■ **Texto**
Hace poco tiempo, un hombre moría por disparos de otro, que creía que iba a robarle parte de su cosecha de habas. El hombre era gitano y la acción, que podría entrar dentro de todos los estereotipos de discriminación con el pueblo gitano, pasó casi desapercibida entre los medios de comunicación si la comparamos con otros temas. E incluso entre quienes abordaron el tema, en televisión y otros medios, se hizo con un enfoque y un lenguaje claramente ofensivo. No pretendo entrar en valoraciones de un tema que está subiudice, además de declarado secreto, pero sí en la repercusión social del mismo. Y en este sentido, hemos de asumir que nos importó bien poco, por no decir nada.

Como decía, no pretendo entrar en las vicisitudes de ese asunto judicial concreto, sino de su escasa repercusión social. Y me pregunto cómo podemos llevarnos las manos a la cabeza viendo lo que ocurre en América y permanecer impasibles a lo que tenemos al lado y se manifiesta cada día, en las pequeñas y grandes cosas. Aunque nos queramos meter en una falsa burbuja, es hipócrita y cómodo conformarnos con mirar y decirnos que eso aquí no pasa, para luego seguir comiendo palomitas de cara al televisor como si nada.

■ **Filas de datos**

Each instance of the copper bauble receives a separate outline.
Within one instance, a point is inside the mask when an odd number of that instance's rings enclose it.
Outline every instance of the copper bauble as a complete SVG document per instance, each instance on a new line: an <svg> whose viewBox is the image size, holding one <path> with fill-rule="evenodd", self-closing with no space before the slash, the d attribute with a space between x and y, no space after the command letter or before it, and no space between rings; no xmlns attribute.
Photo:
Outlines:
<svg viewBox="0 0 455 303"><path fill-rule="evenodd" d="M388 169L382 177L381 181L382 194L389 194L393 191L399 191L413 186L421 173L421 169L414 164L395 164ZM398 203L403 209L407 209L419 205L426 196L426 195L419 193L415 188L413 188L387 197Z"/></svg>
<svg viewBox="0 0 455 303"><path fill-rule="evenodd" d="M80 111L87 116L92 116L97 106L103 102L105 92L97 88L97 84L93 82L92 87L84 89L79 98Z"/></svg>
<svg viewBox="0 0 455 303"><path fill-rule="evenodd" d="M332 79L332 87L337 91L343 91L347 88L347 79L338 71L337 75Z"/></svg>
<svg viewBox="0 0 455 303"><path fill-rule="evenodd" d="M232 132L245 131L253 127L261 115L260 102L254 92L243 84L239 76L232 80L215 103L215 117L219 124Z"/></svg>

■ **Qué hacer**
1. Indica si cada afirmación coincide con el texto sobre la muerte del hombre gitano y responde con sí o no, citando literalmente las palabras del texto que lo deciden. (a) En el texto se anuncia la intención de valorar el caso judicial. (b) El suceso tuvo poca repercusión en los medios de comunicación. (c) Quien disparó creía que le iban a robar parte de su cosecha.
2. Prolonga el texto sobre la muerte del hombre gitano a partir de su última oración.
No hace falta consultar las filas.

■ **Respuestas por tarea**
1.
(a) No: «No pretendo entrar en valoraciones de un tema que está subiudice».
(b) Sí: «pasó casi desapercibida entre los medios de comunicación si la comparamos con otros temas».
(c) Sí: «que creía que iba a robarle parte de su cosecha de habas».

2.
Los ejemplos los vemos día a día, incluso delante de nuestras narices, que hoy en día son nuestras pantallas. Porque también es racismo el desprecio a las personas migrantes, pretender que se les niegue el pan y la sal por el solo hecho de no haber nacido en nuestra tierra, o estigmatizarlos desde niños como si la delincuencia fuera una característica del ADN de los inmigrantes.

Cuando se disfraza de patriotismo la insolidaridad, se degrada la patria que se trata de ensalzar. Se llama Estados Unidos o se llame España.

Y es que, como dice el refranero, practicamos con frecuencia el deporte de ver la paja en el ojo ajeno y no la viga en el propio. Aunque, como en este caso, lo del ojo ajeno sea algo más que paja.